WHAT YOU HAVE TO DO: Copy every one of the rows below line for line, with no changes, and leave the pictures out of your copy.

RECORDS FOR THIS EXERCISE:

=====

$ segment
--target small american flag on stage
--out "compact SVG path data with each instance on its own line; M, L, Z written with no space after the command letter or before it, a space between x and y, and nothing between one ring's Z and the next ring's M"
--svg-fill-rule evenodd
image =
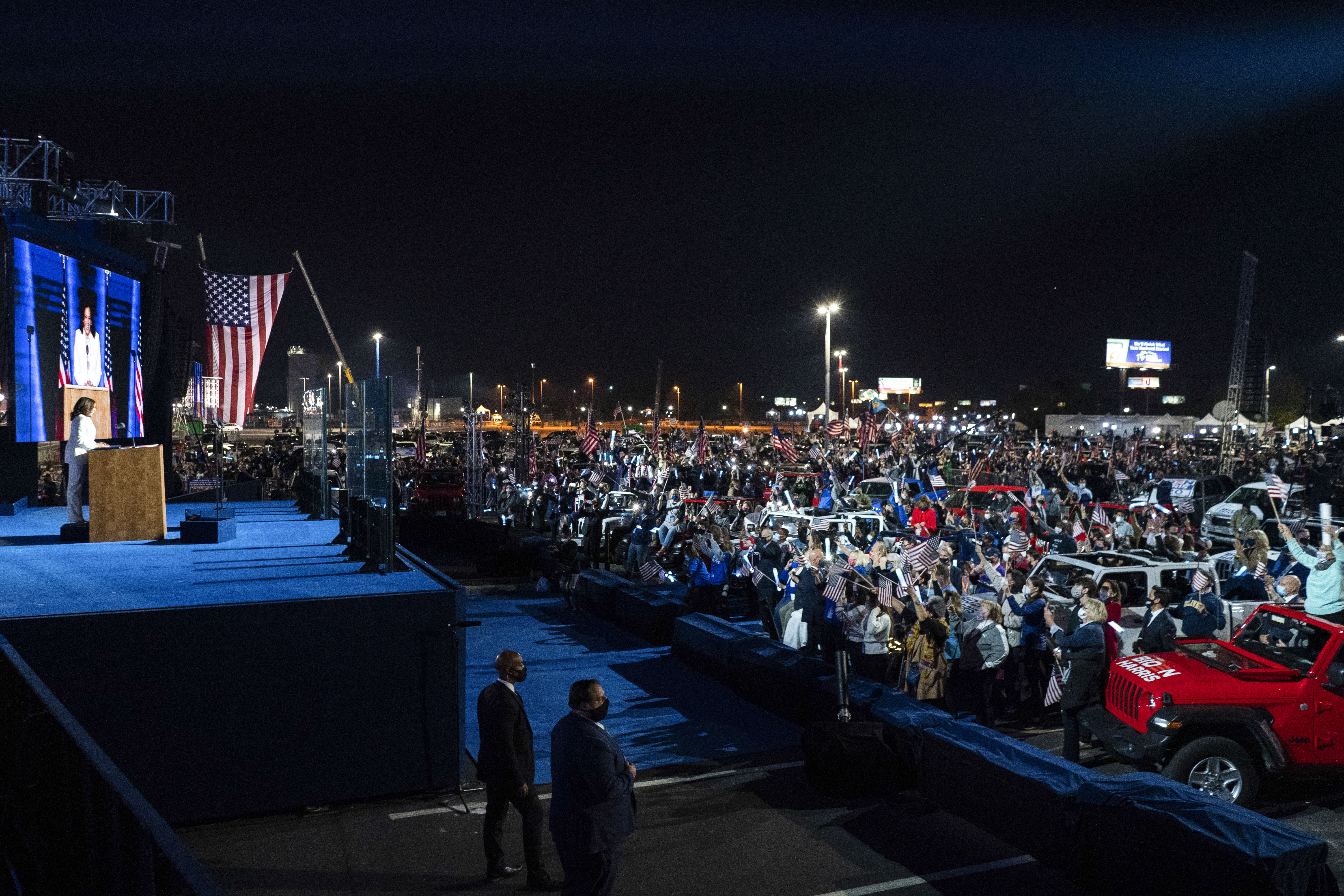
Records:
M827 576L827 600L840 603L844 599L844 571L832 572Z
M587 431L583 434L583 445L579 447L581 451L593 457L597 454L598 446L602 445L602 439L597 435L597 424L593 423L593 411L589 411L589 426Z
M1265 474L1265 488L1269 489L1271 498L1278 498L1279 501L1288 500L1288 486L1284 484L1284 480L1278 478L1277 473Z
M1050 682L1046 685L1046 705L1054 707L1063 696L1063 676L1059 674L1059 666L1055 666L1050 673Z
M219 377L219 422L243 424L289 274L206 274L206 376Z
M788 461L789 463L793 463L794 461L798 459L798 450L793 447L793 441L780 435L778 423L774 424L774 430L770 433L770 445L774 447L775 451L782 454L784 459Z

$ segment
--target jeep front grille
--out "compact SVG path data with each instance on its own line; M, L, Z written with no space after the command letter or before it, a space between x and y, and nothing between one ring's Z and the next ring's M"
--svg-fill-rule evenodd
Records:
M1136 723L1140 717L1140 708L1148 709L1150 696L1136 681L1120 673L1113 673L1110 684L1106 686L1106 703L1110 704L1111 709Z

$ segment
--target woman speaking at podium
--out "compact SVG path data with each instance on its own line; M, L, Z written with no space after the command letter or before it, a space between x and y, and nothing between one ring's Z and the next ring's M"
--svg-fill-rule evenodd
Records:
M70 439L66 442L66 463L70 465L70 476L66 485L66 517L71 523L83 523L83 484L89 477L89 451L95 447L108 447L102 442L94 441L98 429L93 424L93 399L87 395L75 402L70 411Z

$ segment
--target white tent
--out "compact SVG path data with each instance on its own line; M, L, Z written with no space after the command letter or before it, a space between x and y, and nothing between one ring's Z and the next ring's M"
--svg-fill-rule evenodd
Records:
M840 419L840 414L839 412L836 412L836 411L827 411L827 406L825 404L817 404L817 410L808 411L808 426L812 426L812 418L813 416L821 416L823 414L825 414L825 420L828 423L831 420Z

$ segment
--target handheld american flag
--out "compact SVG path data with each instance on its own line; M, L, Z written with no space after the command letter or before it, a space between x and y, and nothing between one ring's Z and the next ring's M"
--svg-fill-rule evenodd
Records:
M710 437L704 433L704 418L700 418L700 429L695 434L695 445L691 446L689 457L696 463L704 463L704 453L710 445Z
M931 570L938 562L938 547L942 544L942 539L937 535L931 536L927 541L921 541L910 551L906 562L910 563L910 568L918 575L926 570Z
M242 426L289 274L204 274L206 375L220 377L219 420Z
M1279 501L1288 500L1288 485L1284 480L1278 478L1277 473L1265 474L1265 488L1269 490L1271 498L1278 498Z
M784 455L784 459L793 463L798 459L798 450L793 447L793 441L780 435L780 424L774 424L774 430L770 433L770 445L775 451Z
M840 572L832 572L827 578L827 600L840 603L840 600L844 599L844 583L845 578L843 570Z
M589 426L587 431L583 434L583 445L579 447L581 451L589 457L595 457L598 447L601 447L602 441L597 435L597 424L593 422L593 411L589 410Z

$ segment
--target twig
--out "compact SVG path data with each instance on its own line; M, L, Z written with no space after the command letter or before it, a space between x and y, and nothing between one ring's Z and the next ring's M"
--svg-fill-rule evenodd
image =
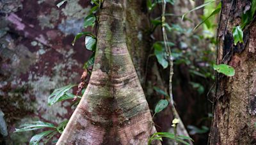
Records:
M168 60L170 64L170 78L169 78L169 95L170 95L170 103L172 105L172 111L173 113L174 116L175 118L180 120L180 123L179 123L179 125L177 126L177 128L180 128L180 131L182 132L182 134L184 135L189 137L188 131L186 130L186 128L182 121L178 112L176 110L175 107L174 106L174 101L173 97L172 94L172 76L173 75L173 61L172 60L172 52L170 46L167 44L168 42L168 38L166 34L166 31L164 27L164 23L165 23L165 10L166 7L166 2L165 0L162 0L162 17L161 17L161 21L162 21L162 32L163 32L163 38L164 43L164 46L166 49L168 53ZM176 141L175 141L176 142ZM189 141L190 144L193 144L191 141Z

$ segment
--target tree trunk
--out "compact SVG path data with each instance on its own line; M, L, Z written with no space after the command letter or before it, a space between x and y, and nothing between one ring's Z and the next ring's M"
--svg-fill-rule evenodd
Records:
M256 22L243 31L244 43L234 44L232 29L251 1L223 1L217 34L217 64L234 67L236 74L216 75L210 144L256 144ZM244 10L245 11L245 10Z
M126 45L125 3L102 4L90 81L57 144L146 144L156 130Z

=====

EXERCISE ANSWER:
$ segment
--target small american flag on stage
--out "compact SVG path data with each instance on its own line; M, L, Z written with no space after the command letter or before it, a space between x and y, and nothing between one ring's Z and the next ring's M"
--svg-fill-rule evenodd
image =
Records:
M827 576L827 600L840 603L844 599L844 571L832 572Z
M587 431L583 434L583 445L579 447L581 451L593 457L597 454L598 446L602 445L602 439L597 435L597 424L593 423L593 411L589 411L589 426Z
M1265 474L1265 488L1269 489L1271 498L1278 498L1279 501L1288 500L1288 486L1284 484L1284 480L1278 478L1277 473Z
M1050 682L1046 685L1046 705L1054 707L1063 696L1063 676L1059 674L1059 666L1055 666L1050 673Z
M219 377L219 422L243 424L289 274L206 274L206 376Z
M788 461L789 463L793 463L794 461L798 459L798 450L793 447L793 441L780 435L778 423L774 424L774 430L770 433L770 445L774 447L775 451L782 454L784 459Z

$ segment
--target jeep front grille
--out "compact SVG path data with each instance on its own line; M, L, Z written with no space after the command letter or before it, a space between x and y, and nothing between one ring's Z and the next ring's M"
--svg-fill-rule evenodd
Records:
M1136 723L1140 717L1140 708L1148 709L1150 696L1136 681L1120 673L1113 673L1110 684L1106 686L1106 703L1110 704L1111 709Z

$ segment
--target woman speaking at podium
--out "compact SVG path data with each instance on its own line; M, L, Z written with no space after the command letter or before it, a space between x and y, and nothing between one ring's Z and the next ring's M"
--svg-fill-rule evenodd
Records:
M70 439L66 442L66 463L70 465L70 476L66 485L66 517L71 523L83 523L83 484L89 477L89 451L95 447L108 447L102 442L94 441L98 429L93 424L93 399L87 395L75 402L70 411Z

$ segment
--target white tent
--out "compact SVG path data with each instance on its own line; M, L, Z written with no space after the command letter or before it, a space between x and y, and nothing between one ring's Z and the next ring's M"
--svg-fill-rule evenodd
Records:
M840 419L840 414L839 412L836 412L836 411L827 411L827 406L825 404L817 404L817 410L808 411L808 426L812 426L812 418L813 416L821 416L823 414L825 414L825 420L828 423L831 420Z

$ segment
--target handheld american flag
--out "compact SVG path data with each instance on its own line; M, L, Z written with no space after the command letter or before it, a space between x and y, and nothing between one ring's Z and the next ring's M"
--svg-fill-rule evenodd
Records:
M710 437L704 433L704 418L700 418L700 429L695 434L695 445L691 446L689 457L696 463L704 463L704 453L710 445Z
M931 570L938 562L938 547L942 544L942 539L937 535L931 536L927 541L921 541L910 551L906 562L910 563L910 568L918 575L926 570Z
M242 426L289 274L204 274L206 375L220 377L219 420Z
M1279 501L1288 500L1288 485L1284 480L1278 478L1277 473L1265 474L1265 488L1269 490L1271 498L1278 498Z
M784 455L784 459L793 463L798 459L798 450L793 447L793 441L780 435L780 424L774 424L774 430L770 433L770 445L775 451Z
M840 572L832 572L827 578L827 600L840 603L840 600L844 599L844 583L845 578L843 570Z
M589 426L587 431L583 434L583 445L579 447L581 451L589 457L595 457L598 447L601 447L602 441L597 435L597 424L593 422L593 411L589 410Z

$ segment
--target twig
--out "compact SVG path data with each instance on its own line; M, L, Z written with no space after the command letter or before it, a space between x and y, and nothing between one ring's Z and the next ring's M"
--svg-fill-rule evenodd
image =
Records:
M168 60L170 64L170 78L169 78L169 95L170 95L170 103L172 105L172 111L173 113L174 116L175 118L180 120L180 123L179 123L179 125L177 126L177 128L180 128L180 131L182 132L182 134L184 135L189 137L188 131L186 130L186 128L182 121L178 112L176 110L175 107L174 106L174 101L173 97L172 94L172 76L173 75L173 61L172 60L172 52L170 46L167 44L168 42L168 38L166 34L166 31L164 27L164 23L165 23L165 10L166 7L166 2L165 0L162 0L162 17L161 17L161 21L162 21L162 32L163 32L163 38L164 43L164 46L166 49L168 53ZM176 141L175 141L176 142ZM189 141L190 144L193 144L191 141Z

$ segment
--target tree trunk
--out "compact SVG path data with each instance on its own line; M, L, Z written with no space after the command letter or before it, a space between x and y, and nothing between one ring's Z and the next ring's M"
--svg-fill-rule evenodd
Records:
M256 22L243 31L244 43L234 44L232 29L251 1L223 1L217 34L217 64L234 67L236 74L216 75L210 144L256 144ZM244 10L245 11L245 10Z
M126 45L125 3L102 4L90 81L57 144L146 144L156 130Z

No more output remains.